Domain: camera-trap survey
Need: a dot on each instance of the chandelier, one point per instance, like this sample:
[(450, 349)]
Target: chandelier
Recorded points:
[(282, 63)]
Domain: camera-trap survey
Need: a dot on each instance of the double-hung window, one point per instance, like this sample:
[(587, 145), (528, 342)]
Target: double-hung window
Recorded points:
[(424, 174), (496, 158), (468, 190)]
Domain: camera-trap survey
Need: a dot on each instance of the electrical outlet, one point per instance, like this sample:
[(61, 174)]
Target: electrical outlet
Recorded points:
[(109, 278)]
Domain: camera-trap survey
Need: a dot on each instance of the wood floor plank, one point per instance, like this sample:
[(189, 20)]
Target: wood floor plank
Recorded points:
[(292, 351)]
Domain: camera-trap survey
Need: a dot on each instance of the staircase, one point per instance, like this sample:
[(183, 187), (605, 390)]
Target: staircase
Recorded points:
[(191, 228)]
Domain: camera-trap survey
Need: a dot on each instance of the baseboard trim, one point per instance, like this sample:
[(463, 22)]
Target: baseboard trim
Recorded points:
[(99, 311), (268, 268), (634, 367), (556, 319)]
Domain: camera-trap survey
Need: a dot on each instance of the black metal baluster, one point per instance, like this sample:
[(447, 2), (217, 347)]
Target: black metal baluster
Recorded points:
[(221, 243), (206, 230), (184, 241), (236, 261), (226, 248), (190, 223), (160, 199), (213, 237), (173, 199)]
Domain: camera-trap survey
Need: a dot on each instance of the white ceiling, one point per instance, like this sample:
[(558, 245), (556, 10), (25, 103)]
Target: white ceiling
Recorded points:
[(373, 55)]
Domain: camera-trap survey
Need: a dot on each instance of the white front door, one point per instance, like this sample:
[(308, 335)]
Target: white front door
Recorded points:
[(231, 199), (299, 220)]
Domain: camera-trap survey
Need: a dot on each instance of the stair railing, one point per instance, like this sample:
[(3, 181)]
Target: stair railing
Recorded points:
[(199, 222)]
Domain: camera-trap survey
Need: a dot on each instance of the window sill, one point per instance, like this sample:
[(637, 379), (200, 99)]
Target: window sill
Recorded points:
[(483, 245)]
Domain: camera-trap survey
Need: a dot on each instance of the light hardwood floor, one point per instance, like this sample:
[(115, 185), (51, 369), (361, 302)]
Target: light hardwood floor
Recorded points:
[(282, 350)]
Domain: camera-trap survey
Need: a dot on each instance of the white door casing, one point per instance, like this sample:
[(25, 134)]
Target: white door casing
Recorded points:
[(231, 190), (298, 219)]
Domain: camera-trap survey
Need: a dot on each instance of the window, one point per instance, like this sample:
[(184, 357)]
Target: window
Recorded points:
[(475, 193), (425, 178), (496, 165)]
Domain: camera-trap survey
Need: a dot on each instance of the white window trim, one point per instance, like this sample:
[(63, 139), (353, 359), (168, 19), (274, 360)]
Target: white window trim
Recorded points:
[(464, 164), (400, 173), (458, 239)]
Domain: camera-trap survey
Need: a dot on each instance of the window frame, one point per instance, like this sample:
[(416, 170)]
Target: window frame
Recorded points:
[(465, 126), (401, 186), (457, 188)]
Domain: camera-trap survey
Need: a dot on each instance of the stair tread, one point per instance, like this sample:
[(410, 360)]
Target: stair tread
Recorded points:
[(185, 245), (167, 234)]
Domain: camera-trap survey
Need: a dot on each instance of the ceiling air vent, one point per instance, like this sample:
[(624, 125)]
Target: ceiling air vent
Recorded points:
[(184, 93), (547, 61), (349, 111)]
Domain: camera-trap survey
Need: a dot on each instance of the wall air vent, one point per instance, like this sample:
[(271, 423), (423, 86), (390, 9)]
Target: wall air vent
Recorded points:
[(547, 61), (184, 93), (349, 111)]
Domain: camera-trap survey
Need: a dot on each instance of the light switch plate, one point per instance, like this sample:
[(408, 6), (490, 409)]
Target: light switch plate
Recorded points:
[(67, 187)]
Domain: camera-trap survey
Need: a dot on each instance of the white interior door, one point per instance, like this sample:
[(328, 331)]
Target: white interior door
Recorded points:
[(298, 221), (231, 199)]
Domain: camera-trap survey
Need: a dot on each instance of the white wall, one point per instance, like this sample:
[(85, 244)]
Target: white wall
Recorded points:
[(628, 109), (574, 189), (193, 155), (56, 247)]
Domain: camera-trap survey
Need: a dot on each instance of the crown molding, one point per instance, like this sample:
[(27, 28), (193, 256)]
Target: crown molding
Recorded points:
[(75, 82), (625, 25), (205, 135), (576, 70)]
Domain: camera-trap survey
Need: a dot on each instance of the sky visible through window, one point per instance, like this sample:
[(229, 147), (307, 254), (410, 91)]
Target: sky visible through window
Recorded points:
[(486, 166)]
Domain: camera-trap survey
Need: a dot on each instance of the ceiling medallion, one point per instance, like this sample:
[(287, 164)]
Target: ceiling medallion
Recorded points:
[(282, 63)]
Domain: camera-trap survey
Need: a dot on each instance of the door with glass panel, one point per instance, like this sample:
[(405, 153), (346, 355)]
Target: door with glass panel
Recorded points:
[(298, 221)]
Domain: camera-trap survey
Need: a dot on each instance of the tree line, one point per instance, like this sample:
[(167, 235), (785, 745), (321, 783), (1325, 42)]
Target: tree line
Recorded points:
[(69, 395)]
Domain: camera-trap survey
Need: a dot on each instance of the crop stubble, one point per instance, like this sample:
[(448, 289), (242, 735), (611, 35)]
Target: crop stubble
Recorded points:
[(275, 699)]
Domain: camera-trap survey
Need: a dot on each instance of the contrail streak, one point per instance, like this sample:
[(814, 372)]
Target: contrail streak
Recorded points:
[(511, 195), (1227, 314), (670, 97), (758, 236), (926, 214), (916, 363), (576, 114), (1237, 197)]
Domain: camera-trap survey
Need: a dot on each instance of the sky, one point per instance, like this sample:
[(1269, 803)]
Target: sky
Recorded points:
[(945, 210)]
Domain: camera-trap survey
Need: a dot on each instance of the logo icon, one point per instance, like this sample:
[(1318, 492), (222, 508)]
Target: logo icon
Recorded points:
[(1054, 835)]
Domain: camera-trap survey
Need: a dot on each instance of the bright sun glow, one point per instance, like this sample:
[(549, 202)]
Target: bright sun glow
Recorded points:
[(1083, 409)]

::::

What is required | Whenever the word "floor" shows up in a line of the entries above, copy that line.

Solution for this task |
Need: a dot on each instance of the wood floor plank, one point per instance, like this sample:
Target: wood floor plank
Need: a dot on each instance of the light hardwood floor, one point per instance, like this sample:
Target: light hardwood floor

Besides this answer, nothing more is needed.